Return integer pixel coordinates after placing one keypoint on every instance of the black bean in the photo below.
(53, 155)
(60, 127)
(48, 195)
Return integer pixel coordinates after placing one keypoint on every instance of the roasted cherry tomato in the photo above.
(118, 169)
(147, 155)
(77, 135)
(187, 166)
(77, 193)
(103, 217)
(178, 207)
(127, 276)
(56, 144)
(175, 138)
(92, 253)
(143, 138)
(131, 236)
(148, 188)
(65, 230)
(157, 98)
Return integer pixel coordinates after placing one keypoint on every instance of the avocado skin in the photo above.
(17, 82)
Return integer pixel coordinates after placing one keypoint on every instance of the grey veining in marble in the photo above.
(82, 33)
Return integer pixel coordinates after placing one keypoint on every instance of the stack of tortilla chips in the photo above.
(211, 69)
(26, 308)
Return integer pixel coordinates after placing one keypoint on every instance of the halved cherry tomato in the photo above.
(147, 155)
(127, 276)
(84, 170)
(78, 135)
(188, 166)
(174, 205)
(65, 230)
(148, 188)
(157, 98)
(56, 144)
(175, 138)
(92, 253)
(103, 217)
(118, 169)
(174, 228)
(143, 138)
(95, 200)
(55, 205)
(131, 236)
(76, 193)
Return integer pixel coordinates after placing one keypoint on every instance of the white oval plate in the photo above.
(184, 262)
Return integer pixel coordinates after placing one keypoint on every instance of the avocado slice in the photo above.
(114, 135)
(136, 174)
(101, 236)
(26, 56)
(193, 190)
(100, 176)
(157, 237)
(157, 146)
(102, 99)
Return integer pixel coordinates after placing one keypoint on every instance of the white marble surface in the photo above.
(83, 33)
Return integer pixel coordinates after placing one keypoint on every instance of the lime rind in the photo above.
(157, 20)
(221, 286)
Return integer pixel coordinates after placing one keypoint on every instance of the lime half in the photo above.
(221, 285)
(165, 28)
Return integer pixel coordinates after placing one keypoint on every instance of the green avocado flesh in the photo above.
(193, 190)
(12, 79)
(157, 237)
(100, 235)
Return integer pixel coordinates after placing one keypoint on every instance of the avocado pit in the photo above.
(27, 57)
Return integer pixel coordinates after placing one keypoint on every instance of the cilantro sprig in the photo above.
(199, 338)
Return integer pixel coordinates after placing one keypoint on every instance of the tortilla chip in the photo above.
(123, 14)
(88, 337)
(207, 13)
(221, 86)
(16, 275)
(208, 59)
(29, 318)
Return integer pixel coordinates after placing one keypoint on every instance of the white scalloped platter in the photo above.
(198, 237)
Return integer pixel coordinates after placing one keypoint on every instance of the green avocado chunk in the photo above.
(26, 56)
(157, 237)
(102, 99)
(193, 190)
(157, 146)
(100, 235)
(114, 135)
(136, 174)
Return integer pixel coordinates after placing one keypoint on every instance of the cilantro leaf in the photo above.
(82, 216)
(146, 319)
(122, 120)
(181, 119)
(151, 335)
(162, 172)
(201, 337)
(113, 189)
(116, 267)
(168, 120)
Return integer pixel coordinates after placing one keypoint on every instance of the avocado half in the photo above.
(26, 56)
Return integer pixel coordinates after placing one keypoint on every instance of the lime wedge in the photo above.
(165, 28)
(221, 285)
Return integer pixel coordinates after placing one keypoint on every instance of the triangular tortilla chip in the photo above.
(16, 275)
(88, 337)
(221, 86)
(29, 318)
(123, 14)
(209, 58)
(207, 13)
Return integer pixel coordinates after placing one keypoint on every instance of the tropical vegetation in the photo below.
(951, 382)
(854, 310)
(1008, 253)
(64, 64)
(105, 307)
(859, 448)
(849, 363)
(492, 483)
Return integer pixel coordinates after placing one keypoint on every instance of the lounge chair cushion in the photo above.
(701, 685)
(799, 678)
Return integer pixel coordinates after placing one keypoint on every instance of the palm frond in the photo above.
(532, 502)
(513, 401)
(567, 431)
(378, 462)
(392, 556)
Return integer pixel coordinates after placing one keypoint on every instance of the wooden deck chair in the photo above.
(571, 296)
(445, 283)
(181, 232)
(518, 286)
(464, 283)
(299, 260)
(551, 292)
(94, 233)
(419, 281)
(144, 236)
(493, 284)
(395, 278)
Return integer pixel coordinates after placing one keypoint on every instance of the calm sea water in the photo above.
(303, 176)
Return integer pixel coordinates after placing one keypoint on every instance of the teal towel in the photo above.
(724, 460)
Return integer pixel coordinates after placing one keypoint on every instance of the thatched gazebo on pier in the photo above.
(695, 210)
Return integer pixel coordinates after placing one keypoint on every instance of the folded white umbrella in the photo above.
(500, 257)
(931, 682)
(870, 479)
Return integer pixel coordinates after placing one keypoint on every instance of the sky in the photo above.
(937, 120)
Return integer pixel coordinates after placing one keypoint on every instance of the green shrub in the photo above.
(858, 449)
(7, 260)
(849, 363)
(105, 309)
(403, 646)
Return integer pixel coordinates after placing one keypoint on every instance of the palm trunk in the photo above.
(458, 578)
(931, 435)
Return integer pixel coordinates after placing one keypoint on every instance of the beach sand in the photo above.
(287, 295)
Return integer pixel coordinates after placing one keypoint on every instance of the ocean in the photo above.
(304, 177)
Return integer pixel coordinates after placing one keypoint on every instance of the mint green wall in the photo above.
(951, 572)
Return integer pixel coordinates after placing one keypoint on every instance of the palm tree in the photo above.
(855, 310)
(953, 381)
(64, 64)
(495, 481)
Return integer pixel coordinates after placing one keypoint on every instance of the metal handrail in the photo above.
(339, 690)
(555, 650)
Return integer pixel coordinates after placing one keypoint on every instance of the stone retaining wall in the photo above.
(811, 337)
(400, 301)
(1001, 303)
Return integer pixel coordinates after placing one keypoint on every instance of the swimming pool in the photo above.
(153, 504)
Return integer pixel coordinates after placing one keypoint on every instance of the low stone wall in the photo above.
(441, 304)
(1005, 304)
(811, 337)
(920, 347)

### [GIVEN REQUEST]
Rewrite everything from the line containing "handrail in the photo above." (that line included) down to the end of the data above, shifting each answer coordinate by adding 83 to both of its numbers. Leave all other lines as they are.

### [RESPONSE TO THE EXERCISE]
Return integer pixel coordinates after placing one keypoint on every instance of the metal handrail in the photo above.
(422, 773)
(638, 733)
Return integer pixel coordinates after placing one keypoint on every instance of the stone retaining wall in the photo above.
(894, 420)
(483, 384)
(1084, 386)
Return integer pixel coordinates after placing one keypoint on every instance of the swimming pool in the photo above.
(236, 587)
Return integer pixel coordinates after placing one keypoint on every instance of the low stone wall in the photo above.
(524, 387)
(1088, 387)
(894, 420)
(1003, 430)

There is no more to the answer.